What you will do
What is needed is an exact repeat of the lines from the line containing "Target: reflection on water" through the final line of the entries below, and nothing else.

Input records
──────────
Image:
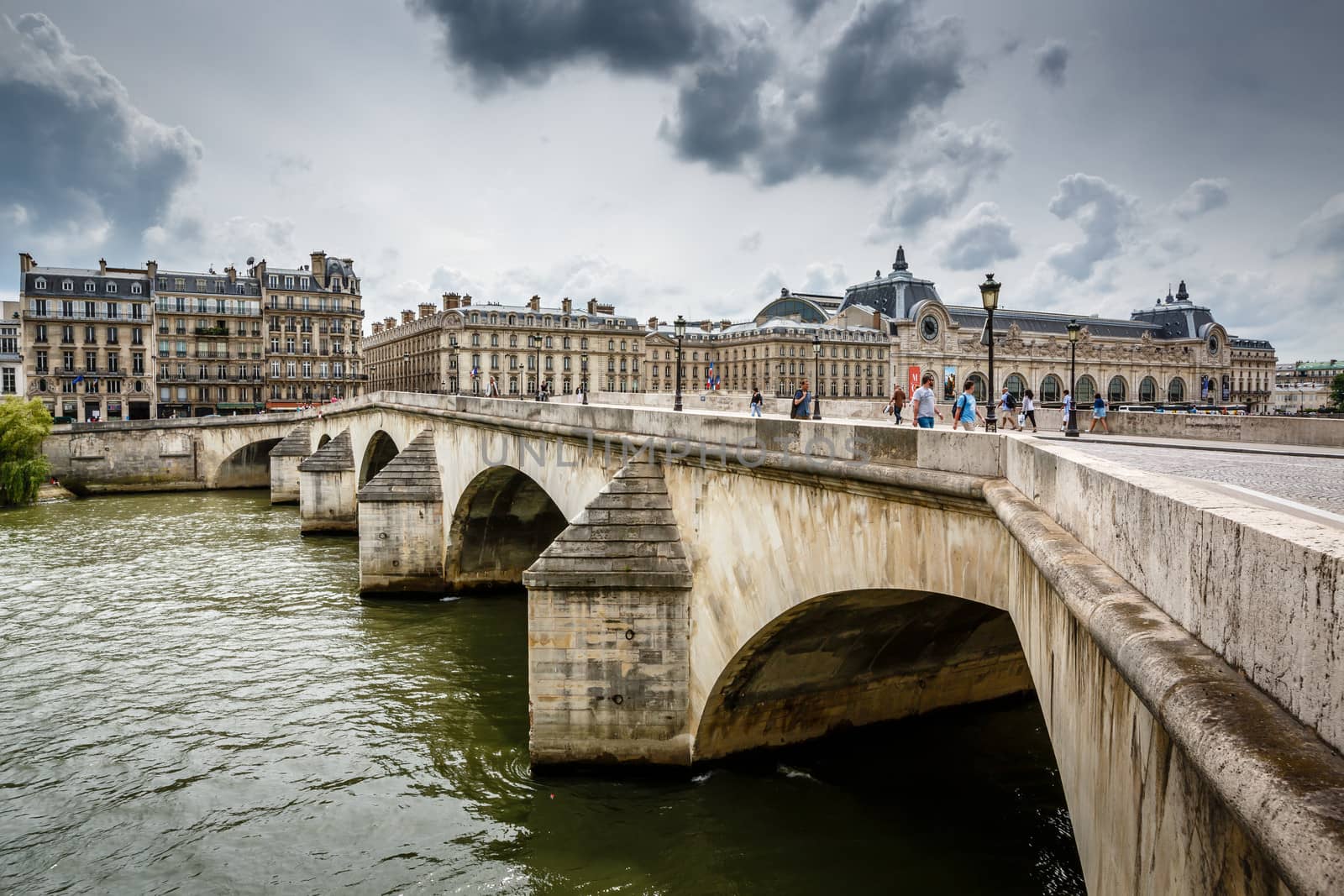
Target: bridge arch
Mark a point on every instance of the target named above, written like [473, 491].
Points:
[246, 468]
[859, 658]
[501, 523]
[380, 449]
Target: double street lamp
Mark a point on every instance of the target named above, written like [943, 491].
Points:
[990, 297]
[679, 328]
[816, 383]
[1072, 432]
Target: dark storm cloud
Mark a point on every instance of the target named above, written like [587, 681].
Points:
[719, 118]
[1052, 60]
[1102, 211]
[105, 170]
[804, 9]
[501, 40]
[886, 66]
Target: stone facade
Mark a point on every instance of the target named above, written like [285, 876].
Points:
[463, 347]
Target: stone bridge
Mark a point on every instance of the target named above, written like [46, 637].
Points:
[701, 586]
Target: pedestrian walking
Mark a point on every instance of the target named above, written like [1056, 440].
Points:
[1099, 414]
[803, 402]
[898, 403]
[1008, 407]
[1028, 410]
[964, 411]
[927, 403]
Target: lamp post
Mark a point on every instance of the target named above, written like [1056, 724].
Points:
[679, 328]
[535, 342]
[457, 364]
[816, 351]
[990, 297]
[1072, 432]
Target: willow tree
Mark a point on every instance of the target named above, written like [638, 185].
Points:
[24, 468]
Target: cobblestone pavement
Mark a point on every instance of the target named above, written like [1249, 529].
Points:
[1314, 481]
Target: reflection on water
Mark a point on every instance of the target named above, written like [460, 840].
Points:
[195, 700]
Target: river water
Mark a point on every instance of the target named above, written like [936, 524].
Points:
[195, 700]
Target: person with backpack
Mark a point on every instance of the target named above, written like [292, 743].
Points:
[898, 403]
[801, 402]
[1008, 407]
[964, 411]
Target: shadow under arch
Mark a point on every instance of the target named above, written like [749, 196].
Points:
──────────
Answer to the problem
Target: reflection on water
Mark a point on every instance of the target named above, written like [460, 840].
Points:
[195, 700]
Target: river water
Mark a point on every instance of the target named above, written like [936, 524].
Points:
[195, 700]
Target: person with backpack
Mark a point on every instance of the target named above, written like [292, 743].
Points:
[898, 403]
[801, 402]
[1008, 407]
[964, 411]
Target: shadow under arch
Mark a point on every instance of the target named above, written like [749, 196].
Points:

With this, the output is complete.